## What you need to do
All that should come back is the lines of the data below from the one containing "Target: human arm" to the one containing "Target: fluffy fur", inclusive, exactly as they stand.

## Entries shown
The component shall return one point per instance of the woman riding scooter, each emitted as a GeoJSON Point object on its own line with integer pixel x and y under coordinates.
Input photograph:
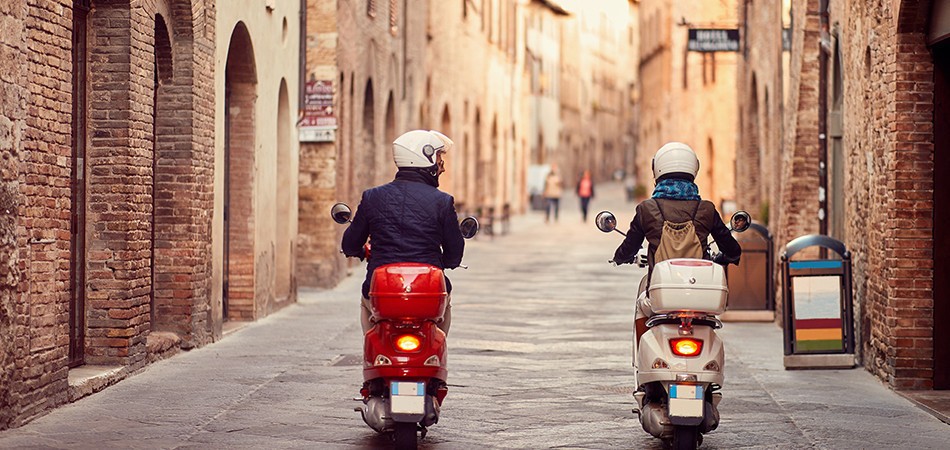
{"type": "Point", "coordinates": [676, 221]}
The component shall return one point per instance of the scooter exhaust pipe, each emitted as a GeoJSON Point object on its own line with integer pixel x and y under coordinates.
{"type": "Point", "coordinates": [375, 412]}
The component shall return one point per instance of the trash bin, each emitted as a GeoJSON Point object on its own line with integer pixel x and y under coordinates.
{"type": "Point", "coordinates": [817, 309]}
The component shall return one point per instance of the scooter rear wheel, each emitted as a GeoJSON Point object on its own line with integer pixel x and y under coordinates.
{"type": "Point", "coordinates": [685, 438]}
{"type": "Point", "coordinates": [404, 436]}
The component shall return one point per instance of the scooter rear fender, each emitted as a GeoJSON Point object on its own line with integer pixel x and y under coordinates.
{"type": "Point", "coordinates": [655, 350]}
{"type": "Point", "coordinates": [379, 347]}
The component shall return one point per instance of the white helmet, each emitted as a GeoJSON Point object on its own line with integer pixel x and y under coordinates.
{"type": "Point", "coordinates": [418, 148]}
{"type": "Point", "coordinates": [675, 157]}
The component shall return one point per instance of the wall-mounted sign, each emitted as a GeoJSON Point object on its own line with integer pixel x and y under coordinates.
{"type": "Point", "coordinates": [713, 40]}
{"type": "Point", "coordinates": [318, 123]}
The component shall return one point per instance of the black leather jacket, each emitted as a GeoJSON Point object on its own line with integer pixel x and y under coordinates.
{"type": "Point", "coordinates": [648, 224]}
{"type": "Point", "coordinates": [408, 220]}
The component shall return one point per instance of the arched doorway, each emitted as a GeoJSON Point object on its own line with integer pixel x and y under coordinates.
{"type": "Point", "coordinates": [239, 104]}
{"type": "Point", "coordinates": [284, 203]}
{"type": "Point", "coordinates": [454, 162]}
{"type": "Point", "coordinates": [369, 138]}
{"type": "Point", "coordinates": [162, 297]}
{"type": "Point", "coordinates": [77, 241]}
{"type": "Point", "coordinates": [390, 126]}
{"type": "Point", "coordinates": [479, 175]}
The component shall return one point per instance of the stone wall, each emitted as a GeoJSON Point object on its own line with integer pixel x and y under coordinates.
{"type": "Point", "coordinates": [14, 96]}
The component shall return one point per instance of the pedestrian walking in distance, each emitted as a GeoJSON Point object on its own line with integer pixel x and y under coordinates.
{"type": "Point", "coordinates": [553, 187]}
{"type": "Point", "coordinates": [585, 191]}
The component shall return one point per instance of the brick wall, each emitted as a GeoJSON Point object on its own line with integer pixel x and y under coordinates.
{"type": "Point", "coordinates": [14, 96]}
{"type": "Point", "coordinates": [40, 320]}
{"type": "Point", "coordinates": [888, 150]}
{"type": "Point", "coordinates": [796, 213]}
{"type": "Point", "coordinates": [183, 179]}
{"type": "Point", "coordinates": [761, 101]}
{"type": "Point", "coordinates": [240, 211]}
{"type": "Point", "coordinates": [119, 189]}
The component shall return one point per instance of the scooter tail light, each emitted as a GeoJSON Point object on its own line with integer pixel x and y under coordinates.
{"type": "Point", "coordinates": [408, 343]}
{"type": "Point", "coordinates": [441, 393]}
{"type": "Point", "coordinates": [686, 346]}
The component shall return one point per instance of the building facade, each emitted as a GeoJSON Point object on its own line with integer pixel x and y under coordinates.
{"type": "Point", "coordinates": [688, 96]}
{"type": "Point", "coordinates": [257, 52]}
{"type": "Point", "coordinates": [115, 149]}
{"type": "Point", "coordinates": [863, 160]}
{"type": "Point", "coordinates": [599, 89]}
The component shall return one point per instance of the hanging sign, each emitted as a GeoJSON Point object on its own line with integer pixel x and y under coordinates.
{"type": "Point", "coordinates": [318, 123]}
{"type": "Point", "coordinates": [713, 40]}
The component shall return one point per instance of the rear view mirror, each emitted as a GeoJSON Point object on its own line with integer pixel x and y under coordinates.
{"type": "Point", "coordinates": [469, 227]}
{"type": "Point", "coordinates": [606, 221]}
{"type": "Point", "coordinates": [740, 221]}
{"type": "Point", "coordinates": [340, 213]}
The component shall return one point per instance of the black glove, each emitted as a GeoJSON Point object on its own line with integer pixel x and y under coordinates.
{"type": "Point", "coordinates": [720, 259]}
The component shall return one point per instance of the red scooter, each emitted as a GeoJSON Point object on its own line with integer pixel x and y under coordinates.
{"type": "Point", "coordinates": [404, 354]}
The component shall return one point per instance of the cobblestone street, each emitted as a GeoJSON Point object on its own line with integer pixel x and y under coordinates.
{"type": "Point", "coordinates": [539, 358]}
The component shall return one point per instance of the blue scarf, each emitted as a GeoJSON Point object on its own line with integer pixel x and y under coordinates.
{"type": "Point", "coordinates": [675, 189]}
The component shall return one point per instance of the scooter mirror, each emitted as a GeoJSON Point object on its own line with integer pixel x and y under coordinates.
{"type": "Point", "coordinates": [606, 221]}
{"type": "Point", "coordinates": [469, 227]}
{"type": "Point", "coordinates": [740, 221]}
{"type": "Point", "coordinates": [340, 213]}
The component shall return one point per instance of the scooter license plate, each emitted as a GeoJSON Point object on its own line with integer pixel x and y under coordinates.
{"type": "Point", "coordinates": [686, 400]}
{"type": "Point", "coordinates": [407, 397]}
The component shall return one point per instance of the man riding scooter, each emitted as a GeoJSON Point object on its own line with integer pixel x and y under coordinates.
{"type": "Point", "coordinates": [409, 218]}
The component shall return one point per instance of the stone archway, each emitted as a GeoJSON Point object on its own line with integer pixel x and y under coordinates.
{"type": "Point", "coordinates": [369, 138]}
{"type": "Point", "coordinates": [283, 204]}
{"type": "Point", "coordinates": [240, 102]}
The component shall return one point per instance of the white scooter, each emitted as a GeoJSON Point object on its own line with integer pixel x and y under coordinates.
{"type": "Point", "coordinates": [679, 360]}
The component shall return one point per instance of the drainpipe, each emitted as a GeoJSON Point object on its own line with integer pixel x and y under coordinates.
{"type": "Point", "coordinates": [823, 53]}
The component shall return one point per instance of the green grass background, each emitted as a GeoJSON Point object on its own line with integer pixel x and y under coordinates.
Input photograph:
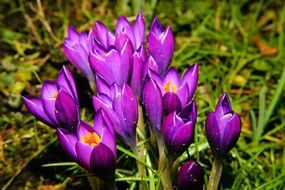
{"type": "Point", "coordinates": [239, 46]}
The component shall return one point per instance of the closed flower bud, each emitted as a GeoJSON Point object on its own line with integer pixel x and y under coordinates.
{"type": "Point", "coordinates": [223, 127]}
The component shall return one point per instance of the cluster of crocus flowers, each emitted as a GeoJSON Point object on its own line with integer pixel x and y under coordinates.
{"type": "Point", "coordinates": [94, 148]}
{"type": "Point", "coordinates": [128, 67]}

--

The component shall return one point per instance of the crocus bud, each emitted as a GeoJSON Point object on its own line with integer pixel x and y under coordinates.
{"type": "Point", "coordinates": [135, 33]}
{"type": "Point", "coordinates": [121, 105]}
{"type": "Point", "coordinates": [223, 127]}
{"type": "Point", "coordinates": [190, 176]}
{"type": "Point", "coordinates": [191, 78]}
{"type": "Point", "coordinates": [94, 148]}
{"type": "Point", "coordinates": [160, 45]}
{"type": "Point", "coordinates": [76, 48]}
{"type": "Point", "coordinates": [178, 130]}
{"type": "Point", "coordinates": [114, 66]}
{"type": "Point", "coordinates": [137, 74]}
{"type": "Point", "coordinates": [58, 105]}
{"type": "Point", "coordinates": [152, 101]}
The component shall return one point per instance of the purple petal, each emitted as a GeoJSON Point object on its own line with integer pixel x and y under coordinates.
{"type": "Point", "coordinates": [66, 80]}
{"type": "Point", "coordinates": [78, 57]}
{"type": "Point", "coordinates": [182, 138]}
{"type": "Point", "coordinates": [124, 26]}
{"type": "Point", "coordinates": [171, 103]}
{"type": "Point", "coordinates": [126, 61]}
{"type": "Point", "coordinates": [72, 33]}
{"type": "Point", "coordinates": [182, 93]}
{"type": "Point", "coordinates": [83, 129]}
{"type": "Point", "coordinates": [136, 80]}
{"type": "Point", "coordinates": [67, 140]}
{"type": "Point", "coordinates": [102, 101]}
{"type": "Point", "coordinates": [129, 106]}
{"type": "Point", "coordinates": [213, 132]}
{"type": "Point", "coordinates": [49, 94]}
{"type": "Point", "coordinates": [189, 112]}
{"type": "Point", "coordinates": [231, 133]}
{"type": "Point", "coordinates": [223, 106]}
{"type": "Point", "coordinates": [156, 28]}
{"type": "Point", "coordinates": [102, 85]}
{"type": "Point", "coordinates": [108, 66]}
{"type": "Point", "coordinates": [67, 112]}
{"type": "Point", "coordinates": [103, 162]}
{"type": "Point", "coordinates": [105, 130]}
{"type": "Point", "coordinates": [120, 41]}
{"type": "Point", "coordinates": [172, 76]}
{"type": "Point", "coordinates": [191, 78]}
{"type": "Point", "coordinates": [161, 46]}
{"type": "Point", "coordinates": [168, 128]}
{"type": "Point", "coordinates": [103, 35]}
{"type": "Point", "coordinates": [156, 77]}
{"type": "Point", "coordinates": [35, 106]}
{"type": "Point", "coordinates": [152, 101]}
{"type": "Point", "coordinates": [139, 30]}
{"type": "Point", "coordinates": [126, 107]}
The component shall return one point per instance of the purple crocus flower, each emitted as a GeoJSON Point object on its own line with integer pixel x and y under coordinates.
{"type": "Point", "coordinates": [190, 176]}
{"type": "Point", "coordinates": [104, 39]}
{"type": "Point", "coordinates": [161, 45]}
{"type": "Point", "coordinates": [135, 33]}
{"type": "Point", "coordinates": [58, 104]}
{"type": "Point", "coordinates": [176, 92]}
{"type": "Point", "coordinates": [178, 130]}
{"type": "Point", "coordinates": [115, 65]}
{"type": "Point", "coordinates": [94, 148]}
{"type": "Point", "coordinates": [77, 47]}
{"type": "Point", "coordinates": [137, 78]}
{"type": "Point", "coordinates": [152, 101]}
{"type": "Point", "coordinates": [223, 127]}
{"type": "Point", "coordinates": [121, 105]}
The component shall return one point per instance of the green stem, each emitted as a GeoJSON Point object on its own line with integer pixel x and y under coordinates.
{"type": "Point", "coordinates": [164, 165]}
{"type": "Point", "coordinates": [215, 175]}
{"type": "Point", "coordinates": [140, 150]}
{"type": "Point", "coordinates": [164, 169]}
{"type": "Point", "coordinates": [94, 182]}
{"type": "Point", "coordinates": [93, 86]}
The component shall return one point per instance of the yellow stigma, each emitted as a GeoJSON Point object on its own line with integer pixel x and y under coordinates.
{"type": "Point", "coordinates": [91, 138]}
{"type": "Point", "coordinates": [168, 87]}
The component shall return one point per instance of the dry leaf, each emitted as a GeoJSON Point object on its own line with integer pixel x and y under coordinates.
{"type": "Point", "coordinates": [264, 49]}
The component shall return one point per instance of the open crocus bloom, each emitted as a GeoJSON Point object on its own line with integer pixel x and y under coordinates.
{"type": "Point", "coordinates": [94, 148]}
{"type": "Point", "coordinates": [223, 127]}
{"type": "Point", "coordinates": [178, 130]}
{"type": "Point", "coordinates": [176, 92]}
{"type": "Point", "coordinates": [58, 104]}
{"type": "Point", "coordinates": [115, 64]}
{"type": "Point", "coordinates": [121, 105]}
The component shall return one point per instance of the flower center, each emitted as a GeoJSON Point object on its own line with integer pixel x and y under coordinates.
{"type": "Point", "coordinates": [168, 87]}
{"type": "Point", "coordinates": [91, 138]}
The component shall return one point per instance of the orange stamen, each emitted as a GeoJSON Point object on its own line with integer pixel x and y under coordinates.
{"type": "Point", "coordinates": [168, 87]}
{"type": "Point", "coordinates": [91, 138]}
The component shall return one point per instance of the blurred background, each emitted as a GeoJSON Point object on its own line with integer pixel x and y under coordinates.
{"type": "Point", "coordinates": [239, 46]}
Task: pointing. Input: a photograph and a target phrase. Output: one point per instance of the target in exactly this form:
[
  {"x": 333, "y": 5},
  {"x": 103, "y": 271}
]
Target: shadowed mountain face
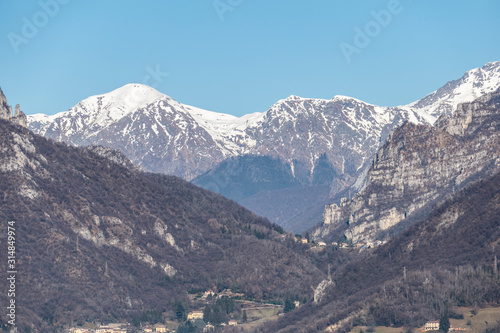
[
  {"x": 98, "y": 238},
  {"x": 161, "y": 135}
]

* * *

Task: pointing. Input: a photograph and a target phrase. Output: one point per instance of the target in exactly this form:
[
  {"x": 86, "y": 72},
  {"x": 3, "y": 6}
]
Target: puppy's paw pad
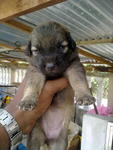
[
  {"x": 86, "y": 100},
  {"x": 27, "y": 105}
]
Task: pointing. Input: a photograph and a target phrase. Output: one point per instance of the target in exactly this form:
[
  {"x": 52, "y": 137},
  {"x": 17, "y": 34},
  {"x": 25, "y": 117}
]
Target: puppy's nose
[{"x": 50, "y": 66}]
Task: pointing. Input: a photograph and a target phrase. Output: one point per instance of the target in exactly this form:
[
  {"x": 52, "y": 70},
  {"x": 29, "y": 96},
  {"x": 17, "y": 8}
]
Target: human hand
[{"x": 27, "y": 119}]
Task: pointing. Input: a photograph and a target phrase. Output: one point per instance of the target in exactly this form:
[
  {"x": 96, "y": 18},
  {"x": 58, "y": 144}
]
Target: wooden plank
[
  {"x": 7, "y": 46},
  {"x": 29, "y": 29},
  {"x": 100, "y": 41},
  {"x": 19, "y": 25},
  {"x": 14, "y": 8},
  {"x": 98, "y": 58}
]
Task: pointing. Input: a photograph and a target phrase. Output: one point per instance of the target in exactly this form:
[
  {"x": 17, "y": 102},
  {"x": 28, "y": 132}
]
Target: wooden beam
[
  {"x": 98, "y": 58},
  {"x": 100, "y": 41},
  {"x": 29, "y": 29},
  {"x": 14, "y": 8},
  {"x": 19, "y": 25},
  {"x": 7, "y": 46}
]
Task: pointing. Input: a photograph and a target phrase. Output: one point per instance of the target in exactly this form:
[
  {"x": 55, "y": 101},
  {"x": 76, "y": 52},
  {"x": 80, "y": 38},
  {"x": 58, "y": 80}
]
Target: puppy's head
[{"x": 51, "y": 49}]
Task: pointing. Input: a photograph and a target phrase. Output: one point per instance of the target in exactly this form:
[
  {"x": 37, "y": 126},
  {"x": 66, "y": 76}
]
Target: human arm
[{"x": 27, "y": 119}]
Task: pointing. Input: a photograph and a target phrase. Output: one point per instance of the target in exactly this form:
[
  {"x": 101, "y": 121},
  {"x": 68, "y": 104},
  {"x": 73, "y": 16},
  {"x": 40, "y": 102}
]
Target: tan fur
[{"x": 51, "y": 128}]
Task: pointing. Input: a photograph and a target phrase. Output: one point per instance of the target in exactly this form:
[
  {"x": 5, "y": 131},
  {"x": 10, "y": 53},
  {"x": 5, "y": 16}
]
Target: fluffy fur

## Answer below
Target: human arm
[{"x": 27, "y": 119}]
Task: pointing. Input: a photograph and a target phrase. Output: one point per instance of the target in exactly this form:
[
  {"x": 101, "y": 121},
  {"x": 68, "y": 104},
  {"x": 73, "y": 16},
  {"x": 40, "y": 102}
]
Target: tan fur
[{"x": 51, "y": 128}]
Task: pointing. Input: a photograph and a target phrase. Output: one point per instance of the target in exactly this form:
[
  {"x": 5, "y": 131},
  {"x": 10, "y": 53},
  {"x": 5, "y": 16}
]
Target: fluffy fur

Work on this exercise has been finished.